◆ TASK INPUTS ◆
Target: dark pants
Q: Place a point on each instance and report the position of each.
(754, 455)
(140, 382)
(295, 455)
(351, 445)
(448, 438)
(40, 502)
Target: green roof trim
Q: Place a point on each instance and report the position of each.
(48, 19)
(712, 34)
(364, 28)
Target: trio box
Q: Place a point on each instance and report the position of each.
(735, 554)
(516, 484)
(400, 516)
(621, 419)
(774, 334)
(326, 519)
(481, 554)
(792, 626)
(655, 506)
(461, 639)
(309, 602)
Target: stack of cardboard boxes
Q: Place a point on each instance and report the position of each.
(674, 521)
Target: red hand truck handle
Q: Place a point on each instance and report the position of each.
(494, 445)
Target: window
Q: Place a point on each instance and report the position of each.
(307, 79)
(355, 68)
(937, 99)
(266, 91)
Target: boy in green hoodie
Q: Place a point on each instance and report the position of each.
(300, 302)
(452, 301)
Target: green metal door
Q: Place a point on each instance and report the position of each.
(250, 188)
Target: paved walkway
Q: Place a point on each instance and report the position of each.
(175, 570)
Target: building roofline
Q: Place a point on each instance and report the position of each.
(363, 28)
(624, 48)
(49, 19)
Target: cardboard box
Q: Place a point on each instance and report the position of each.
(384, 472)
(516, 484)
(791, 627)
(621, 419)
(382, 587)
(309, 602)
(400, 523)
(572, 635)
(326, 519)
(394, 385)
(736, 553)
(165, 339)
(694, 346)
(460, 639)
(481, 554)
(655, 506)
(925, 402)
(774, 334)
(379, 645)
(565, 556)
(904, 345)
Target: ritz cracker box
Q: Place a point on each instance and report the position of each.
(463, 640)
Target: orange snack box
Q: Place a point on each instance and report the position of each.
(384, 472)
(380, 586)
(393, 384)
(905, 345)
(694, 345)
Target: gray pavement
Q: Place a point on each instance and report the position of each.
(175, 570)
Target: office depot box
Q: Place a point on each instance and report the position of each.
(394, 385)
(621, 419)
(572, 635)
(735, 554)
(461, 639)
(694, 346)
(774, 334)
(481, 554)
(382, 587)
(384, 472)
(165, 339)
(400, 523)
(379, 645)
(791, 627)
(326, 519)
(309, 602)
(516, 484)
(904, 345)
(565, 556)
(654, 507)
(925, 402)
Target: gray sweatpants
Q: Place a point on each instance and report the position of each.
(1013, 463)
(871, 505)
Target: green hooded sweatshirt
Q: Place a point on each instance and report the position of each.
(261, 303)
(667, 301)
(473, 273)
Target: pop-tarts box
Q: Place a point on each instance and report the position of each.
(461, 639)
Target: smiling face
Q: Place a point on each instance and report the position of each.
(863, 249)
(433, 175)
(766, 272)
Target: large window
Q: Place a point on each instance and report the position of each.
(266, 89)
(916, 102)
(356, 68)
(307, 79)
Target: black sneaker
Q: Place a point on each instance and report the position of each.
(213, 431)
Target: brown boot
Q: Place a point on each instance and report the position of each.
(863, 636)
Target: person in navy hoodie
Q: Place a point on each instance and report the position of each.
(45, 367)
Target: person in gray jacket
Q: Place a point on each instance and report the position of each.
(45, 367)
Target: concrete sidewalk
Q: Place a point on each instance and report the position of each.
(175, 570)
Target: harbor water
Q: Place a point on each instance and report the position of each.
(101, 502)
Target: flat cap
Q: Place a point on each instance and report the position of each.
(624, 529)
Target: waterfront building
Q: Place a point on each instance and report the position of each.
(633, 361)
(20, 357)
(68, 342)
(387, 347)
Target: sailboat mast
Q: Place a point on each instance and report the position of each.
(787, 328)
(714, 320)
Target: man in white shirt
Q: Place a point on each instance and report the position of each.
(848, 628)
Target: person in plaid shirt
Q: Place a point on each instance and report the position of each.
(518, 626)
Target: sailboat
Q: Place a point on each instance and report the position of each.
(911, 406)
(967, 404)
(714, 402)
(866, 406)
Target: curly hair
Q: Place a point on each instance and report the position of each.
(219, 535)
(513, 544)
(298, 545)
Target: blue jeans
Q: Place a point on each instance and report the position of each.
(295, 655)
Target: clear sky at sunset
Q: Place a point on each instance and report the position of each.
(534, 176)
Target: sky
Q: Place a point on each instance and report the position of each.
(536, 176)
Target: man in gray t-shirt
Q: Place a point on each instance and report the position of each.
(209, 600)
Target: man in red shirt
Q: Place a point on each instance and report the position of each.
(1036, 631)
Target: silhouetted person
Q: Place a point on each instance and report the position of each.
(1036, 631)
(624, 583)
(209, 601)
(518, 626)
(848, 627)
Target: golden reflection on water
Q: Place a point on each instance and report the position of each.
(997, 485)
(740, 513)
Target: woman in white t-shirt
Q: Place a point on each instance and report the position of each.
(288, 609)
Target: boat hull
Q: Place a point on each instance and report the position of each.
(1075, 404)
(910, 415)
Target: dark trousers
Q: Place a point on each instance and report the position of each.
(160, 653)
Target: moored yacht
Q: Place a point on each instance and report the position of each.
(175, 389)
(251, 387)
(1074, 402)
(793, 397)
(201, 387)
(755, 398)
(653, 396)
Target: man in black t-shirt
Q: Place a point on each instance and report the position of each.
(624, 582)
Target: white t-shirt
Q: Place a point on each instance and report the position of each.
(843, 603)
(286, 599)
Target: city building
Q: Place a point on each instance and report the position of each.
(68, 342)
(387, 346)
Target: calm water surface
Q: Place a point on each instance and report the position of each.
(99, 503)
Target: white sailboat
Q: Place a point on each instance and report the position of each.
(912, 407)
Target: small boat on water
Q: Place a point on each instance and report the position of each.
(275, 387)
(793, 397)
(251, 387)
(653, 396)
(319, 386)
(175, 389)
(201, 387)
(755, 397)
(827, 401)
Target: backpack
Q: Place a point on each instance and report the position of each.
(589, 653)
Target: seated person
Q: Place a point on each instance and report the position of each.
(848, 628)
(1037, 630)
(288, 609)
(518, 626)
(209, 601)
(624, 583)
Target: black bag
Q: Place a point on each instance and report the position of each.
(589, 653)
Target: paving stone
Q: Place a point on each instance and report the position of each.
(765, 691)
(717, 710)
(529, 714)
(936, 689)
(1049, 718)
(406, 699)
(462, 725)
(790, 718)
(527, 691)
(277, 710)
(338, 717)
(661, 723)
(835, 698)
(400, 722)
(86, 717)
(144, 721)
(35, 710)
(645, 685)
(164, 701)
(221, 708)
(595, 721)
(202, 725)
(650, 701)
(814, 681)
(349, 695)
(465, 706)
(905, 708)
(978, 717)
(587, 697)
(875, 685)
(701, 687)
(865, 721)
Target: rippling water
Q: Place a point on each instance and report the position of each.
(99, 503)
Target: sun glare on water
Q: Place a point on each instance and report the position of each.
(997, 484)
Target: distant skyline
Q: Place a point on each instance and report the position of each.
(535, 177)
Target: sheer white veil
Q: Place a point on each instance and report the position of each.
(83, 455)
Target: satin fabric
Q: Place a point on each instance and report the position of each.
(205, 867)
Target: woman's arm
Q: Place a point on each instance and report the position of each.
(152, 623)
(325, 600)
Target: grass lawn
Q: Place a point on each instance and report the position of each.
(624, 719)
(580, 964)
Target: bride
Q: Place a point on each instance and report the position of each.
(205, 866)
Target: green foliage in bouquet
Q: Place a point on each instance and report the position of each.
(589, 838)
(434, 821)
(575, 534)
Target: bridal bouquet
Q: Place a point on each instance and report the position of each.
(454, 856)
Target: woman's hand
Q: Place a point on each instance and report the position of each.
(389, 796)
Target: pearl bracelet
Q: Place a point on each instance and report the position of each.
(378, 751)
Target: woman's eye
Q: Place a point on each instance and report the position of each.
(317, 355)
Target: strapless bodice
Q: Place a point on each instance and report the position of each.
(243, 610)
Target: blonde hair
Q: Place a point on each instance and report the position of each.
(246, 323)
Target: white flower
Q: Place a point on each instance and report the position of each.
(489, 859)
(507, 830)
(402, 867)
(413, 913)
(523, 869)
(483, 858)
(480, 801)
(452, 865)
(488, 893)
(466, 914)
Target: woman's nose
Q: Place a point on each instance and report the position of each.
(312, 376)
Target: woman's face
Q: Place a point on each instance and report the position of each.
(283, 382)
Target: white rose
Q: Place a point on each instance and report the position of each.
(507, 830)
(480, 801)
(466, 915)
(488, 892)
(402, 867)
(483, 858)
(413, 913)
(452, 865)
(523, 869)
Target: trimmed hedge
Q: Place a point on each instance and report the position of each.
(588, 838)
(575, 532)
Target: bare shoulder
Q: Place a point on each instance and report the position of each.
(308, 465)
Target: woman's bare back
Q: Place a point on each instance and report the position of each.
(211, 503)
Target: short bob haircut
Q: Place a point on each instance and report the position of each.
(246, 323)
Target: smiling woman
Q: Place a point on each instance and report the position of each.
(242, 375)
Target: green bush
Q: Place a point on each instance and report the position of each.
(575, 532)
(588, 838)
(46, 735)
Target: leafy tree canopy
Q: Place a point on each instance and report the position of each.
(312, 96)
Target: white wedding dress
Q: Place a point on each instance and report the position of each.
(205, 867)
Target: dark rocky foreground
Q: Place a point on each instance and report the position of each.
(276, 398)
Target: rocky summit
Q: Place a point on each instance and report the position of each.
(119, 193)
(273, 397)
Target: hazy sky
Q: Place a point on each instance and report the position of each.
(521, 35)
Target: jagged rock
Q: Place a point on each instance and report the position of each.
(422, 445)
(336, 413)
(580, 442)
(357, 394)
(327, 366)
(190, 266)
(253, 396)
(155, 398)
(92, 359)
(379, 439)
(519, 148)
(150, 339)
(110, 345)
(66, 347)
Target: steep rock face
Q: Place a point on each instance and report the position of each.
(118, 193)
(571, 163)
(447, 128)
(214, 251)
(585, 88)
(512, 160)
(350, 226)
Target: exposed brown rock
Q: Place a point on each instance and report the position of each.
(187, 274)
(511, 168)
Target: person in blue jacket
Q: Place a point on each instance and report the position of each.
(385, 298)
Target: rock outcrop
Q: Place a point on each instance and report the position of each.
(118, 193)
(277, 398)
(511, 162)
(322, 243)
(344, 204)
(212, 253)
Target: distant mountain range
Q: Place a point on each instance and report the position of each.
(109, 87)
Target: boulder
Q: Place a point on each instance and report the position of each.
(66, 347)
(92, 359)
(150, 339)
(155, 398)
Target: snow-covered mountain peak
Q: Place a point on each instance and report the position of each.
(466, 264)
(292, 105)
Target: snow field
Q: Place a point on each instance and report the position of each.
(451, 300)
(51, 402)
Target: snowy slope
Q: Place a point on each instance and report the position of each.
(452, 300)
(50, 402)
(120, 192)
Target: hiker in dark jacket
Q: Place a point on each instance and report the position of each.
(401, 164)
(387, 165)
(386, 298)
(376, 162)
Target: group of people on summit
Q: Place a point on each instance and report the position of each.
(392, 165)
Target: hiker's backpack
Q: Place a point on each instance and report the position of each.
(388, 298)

◆ AIM OF THE TASK ◆
Each line from the one containing "Target: steep rock face" to the end of the records should be echoed exactly, and no other line.

◆ PROBLEM SOLUTION ◆
Target: steep rock face
Q: Place a point on each instance and report the position of each.
(118, 193)
(571, 163)
(447, 128)
(214, 251)
(585, 88)
(512, 160)
(350, 226)
Target: exposed brown rock
Q: Place a point on each instance and report the position of each.
(187, 274)
(511, 168)
Target: person in blue jacket
Q: Place a point on each instance and report the position of each.
(385, 298)
Target: rock outcrop
Q: Place a point on each instance and report the position of each.
(118, 193)
(277, 398)
(511, 162)
(322, 243)
(344, 204)
(212, 253)
Target: distant mountain range
Q: Place a point on each instance and report the position of each.
(109, 87)
Target: boulder
Q: Place a point on each instance and report the position of each.
(66, 347)
(92, 359)
(150, 339)
(155, 398)
Target: snow-covered mountain peak
Q: Place a point on each instance and report the position of each.
(466, 264)
(292, 105)
Target: snow field
Q: Place a point on each instance and report the position of each.
(451, 300)
(51, 402)
Target: snowy slope
Q: Place a point on each instance and report the position of each.
(452, 300)
(50, 402)
(120, 192)
Target: hiker in dark jacket
Q: Place a point on each instance and report the position of each.
(401, 164)
(387, 165)
(386, 298)
(376, 162)
Target: group of people on summit
Q: Place a point on each instance and report the position of each.
(392, 165)
Target: hiker's backpack
Q: Place a point on each instance and report the position of each.
(388, 298)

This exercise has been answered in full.